## Do this
Return each line of the records with nothing changed, pictures excepted.

Entries from a pointing dataset:
◆ ◆ ◆ ◆ ◆
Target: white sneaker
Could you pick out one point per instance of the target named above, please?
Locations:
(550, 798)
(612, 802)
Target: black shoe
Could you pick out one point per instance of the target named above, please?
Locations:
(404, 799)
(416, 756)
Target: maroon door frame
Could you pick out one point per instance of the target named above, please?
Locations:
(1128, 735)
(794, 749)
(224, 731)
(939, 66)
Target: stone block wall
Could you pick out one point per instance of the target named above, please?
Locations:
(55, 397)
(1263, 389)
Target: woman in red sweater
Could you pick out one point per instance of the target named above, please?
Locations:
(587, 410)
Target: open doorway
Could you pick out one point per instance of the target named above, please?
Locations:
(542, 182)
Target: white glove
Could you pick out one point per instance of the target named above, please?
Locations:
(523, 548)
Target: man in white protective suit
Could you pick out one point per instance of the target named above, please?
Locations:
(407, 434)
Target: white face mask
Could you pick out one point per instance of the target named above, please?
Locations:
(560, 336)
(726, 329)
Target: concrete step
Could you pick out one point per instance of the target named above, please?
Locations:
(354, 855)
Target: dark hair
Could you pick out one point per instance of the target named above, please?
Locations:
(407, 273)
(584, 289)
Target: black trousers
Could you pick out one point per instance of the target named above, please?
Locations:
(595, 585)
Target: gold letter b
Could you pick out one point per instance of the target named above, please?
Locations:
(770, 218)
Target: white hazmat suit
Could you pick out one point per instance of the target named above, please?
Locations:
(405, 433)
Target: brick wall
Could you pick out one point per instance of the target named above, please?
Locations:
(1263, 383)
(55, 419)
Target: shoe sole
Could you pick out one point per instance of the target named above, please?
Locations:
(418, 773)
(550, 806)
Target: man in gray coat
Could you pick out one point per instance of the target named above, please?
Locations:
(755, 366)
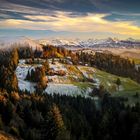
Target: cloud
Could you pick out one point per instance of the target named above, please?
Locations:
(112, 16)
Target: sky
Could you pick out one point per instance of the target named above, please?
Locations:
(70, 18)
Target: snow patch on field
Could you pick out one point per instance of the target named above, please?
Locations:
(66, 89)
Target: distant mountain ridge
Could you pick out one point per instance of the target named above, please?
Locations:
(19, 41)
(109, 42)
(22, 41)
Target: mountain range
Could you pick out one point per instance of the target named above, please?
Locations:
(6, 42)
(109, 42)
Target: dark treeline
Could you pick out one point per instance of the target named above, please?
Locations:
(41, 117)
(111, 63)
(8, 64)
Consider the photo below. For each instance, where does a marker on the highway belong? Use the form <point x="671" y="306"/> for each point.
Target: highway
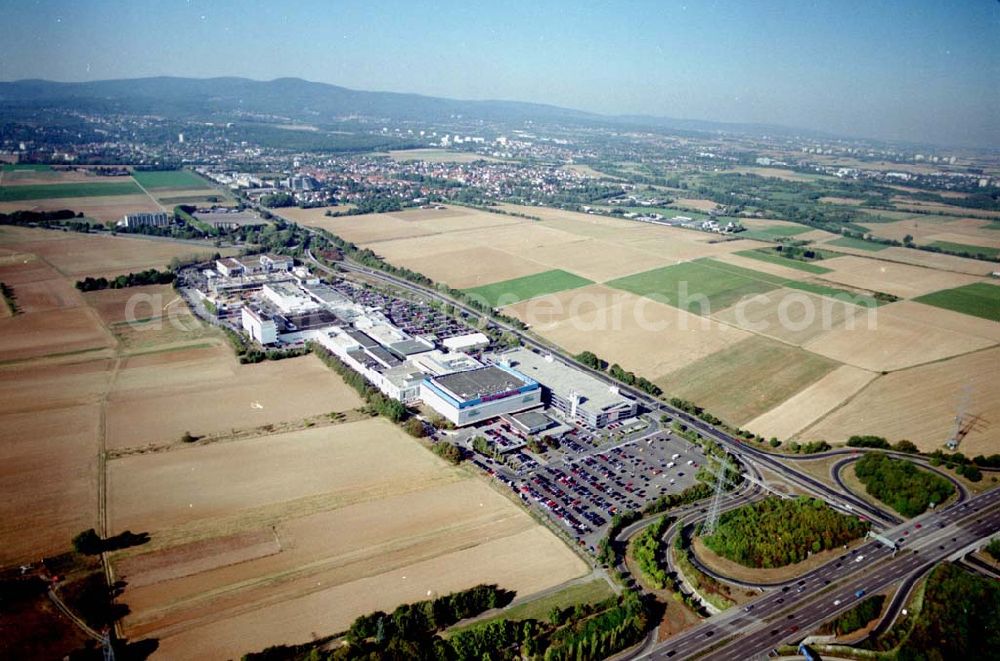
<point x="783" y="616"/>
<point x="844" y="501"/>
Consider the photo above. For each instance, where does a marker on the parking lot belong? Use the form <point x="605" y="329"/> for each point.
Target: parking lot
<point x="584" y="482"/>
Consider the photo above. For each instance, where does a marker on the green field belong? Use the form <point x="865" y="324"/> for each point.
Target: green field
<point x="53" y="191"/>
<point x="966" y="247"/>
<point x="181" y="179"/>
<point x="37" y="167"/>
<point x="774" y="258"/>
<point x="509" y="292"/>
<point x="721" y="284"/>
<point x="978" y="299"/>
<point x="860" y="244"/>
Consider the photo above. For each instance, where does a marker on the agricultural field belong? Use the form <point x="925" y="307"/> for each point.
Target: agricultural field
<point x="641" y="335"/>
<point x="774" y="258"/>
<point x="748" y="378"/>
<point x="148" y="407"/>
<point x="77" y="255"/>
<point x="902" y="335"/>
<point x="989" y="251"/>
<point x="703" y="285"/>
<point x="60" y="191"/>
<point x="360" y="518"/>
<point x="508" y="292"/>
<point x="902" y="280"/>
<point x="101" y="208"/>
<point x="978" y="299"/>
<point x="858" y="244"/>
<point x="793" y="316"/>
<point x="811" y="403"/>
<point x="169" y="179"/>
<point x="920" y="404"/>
◆ ◆ ◆ ◆ ◆
## Reply
Target: white sneaker
Could you pick out one point per instance of the target named above, please?
Locations:
(550, 798)
(612, 802)
Target: black shoe
Could you pick out one point per instance of the target named above, please?
Locations:
(404, 799)
(416, 756)
Target: maroon door frame
Could you pick out one point per instance of the target named above, please?
Locations:
(1128, 735)
(794, 749)
(224, 731)
(939, 66)
Target: stone block wall
Could you pick out one point per instance of the target named above, please?
Locations:
(55, 397)
(1263, 389)
Target: woman in red sweater
Could you pick out one point per instance of the target named above, please?
Locations:
(587, 410)
Target: open doorway
Could you pick out one point per instance of the target named above, please?
Locations:
(542, 182)
Target: white glove
Could you pick out one point per instance of the target named above, please?
Locations:
(523, 548)
Target: man in white protective suit
Could you pick out one point per instance of the target named above, please?
Locations:
(407, 434)
Target: white face mask
Could you pick out one point per instance of the target named above, please?
Locations:
(560, 336)
(726, 329)
Target: concrete step
Could you pick out one point per instance of the target named above, please?
Locations:
(354, 855)
Target: dark hair
Could you pick out one point per instance of the target named above, please?
Locations:
(407, 273)
(584, 289)
Target: black trousers
Could you pick out one point per instance of the target named above, please?
Locations:
(595, 585)
Target: gold letter b
Could you pick out one point per instance of the target named above, please?
Locations:
(770, 218)
Target: white hazmat suit
Could you pick out one point per instance of the target named above, please?
Locations:
(405, 433)
Target: brick wall
Could you pick out one point per instance of the target named above, please?
Locations:
(1263, 383)
(55, 419)
Target: shoe sole
Could you pick out one point per instance of the target named above, please?
Locations:
(418, 773)
(550, 806)
Target: man in gray coat
Could you pick out one point per instance of the target named above, please?
Locations:
(755, 366)
Target: cloud
Could you pick out one point per instance of the target named above, please?
Locations:
(112, 16)
Target: sky
Could you pick out one point per instance of the target named above, please?
Locations:
(70, 18)
Target: snow patch on field
Could you pick out one point per instance of the target named above, please?
Locations:
(66, 89)
Target: distant mountain ridge
Could you pick out one point per instance of the target named above, please?
Locations:
(19, 41)
(109, 42)
(22, 41)
Target: mountain range
Could you pick out one point per instance of the target named above, please?
Locations:
(6, 42)
(109, 42)
Target: dark treeline
Could you pick out one point per instance of the target named above, please?
Locations:
(41, 117)
(111, 63)
(8, 64)
Consider the photo below. For each instance, where does a marker on the highway belong? Use the form <point x="671" y="306"/> for each point.
Target: highway
<point x="783" y="616"/>
<point x="844" y="501"/>
Consider the photo above. For each instance, where does a marker on the parking lot belong? Use the form <point x="605" y="329"/> for each point.
Target: parking lot
<point x="584" y="482"/>
Consider the photo above. For each instance, where does a marker on the green field belong? Use the form <point x="865" y="324"/> for each point.
Target: green field
<point x="53" y="191"/>
<point x="966" y="247"/>
<point x="181" y="179"/>
<point x="37" y="167"/>
<point x="774" y="258"/>
<point x="509" y="292"/>
<point x="721" y="284"/>
<point x="978" y="299"/>
<point x="860" y="244"/>
Consider the photo above. For each instance, where does a marker on the agricultural field belong? Use the form <point x="925" y="307"/> for each point.
Target: agricultural field
<point x="641" y="335"/>
<point x="774" y="258"/>
<point x="748" y="378"/>
<point x="148" y="407"/>
<point x="77" y="255"/>
<point x="902" y="335"/>
<point x="989" y="251"/>
<point x="703" y="285"/>
<point x="60" y="191"/>
<point x="360" y="518"/>
<point x="508" y="292"/>
<point x="902" y="280"/>
<point x="101" y="208"/>
<point x="978" y="299"/>
<point x="858" y="244"/>
<point x="793" y="316"/>
<point x="811" y="403"/>
<point x="169" y="179"/>
<point x="920" y="404"/>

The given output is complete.